8 Fragen an… Bernd Riexinger, Vorsitzender der Partei DIE LINKE

18. August 2017


Bernd Riexinger liebäugelt mit einem Regierungsbündnis von SPD, Grünen und Linken. Im AIZ-
Parteien-Check fordert er den Neustart eines sozialen und gemeinnützigen Wohnungsbaus. Dafür soll die Wohnraumförderung des Bundes auf jährlich 5 Mrd. Euro erhöht und vorrangig an kommunale und gemeinnützige Träger vergeben werden. Riexinger spricht sich für eine niedrigere Grund- erwerbsteuer für diejenigen aus, die ihre gekaufte Wohnung oder das Einfamilienhaus selbst nutzen. Interview von Heiko Senebald

Was will Ihre Partei tun, um den Wohnungsneubau anzukurbeln? Gibt es neue Konzepte/Ideen?

★ ★ ★

Kurze Aufgabe 1 - Schreiben Sie aus dem Interviewauszug alles von „18. August 2017“ bis hinunter zu „es neue Konzepte/Ideen?“ wortgetreu ab.
Kurze Aufgabe 2 - Führen Sie den Interviewauszug mit Bernd Riexinger über seinen letzten Satz hinaus fort.
Die Datensätze stammen aus einer anderen Quelle als der Interviewauszug.

★ ★ ★

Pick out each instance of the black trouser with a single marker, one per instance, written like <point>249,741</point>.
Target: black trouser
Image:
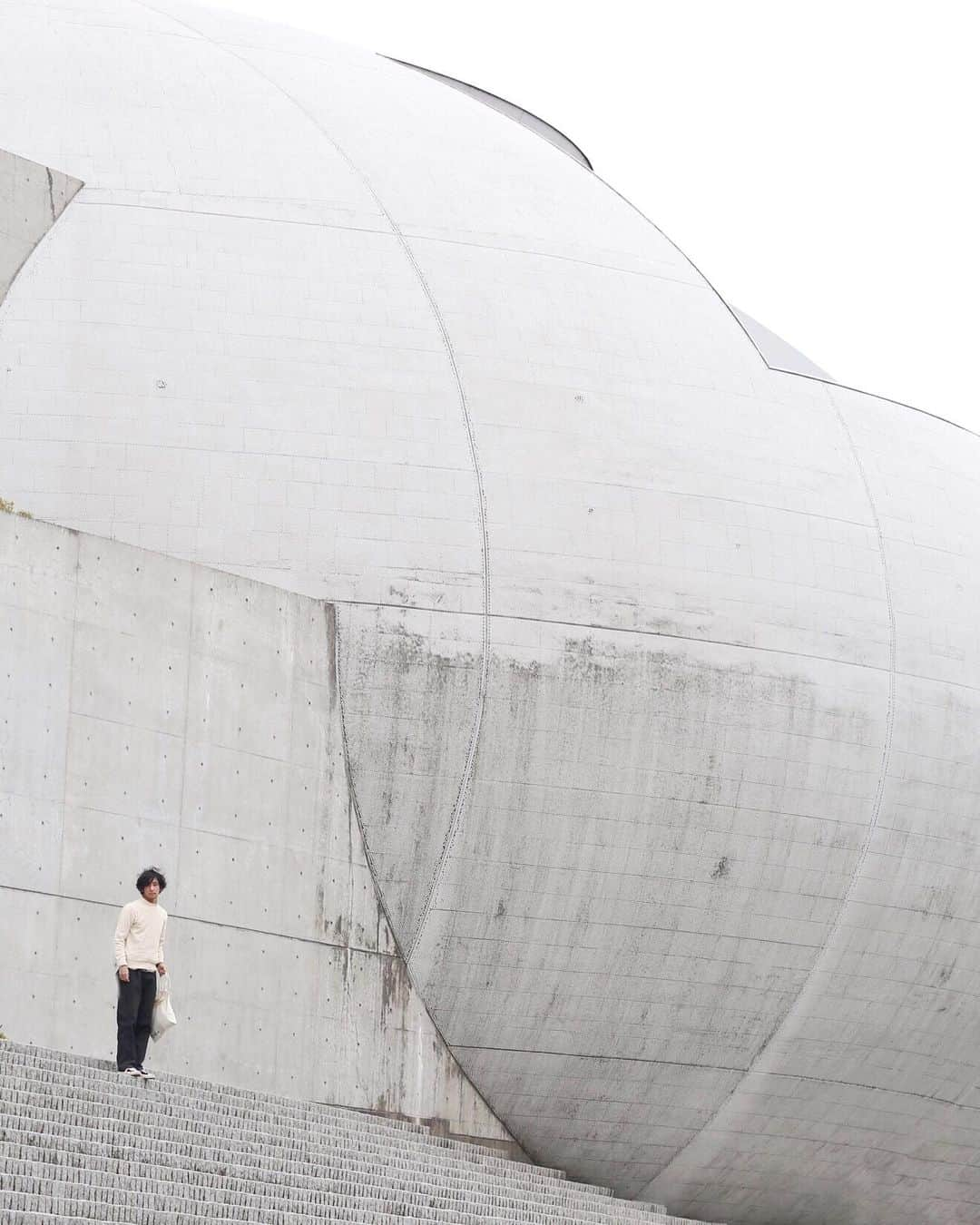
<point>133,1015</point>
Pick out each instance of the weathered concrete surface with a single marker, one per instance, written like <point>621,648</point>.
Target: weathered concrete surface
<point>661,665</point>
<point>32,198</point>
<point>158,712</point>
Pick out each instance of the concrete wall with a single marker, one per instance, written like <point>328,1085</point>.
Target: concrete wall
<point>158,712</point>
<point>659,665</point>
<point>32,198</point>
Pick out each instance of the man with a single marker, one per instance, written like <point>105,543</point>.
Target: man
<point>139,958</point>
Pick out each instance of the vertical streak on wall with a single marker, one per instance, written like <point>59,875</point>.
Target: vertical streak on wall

★ ★ ★

Antwort zur Aufgabe 1 -
18. August 2017


Bernd Riexinger liebäugelt mit einem Regierungsbündnis von SPD, Grünen und Linken. Im AIZ-
Parteien-Check fordert er den Neustart eines sozialen und gemeinnützigen Wohnungsbaus. Dafür soll die Wohnraumförderung des Bundes auf jährlich 5 Mrd. Euro erhöht und vorrangig an kommunale und gemeinnützige Träger vergeben werden. Riexinger spricht sich für eine niedrigere Grund- erwerbsteuer für diejenigen aus, die ihre gekaufte Wohnung oder das Einfamilienhaus selbst nutzen. Interview von Heiko Senebald

Was will Ihre Partei tun, um den Wohnungsneubau anzukurbeln? Gibt es neue Konzepte/Ideen?

Antwort zur Aufgabe 2 -
Bernd Riexinger: Obwohl so viel gebaut wird wie seit vielen Jahren nicht mehr, entsteht die überwiegende Mehrzahl von neugebauten Wohnungen im hochpreisigen Segment. Durchschnittsverdiener und Menschen mit geringem Einkommen brauchen daher staatliche Unterstützung. Wir wollen deshalb den Neustart eines sozialen, gemeinnützigen Wohnungsbaus. Dafür soll die Wohnraumförderung des Bundes auf jährlich 5 Mrd. Euro erhöht und vorrangig an kommunale und gemeinnützige Träger vergeben werden. So sollen bis zu 250.000 Wohnungen jährlich mit dauerhaften Sozial- und Belegungsbindungen entstehen. Die größte Hürde für einen bezahlbaren Neubau sind jedoch derzeit die hohen Grundstückspreise. Wir wollen Gewinne aus Grundstücksgeschäften effektiv besteuern, Share-Deals unterbinden sowie öffentliche Grundstücke vorrangig und deutlich verbilligt für den sozialen Wohnungsbau zur Verfügung stellen. Dafür müssen Bund, Land und Kommunen ihre Liegenschaftspolitik ändern. Statt sie zu Höchstpreisen zu verkaufen, müssen soziale Konzepte Vorrang haben.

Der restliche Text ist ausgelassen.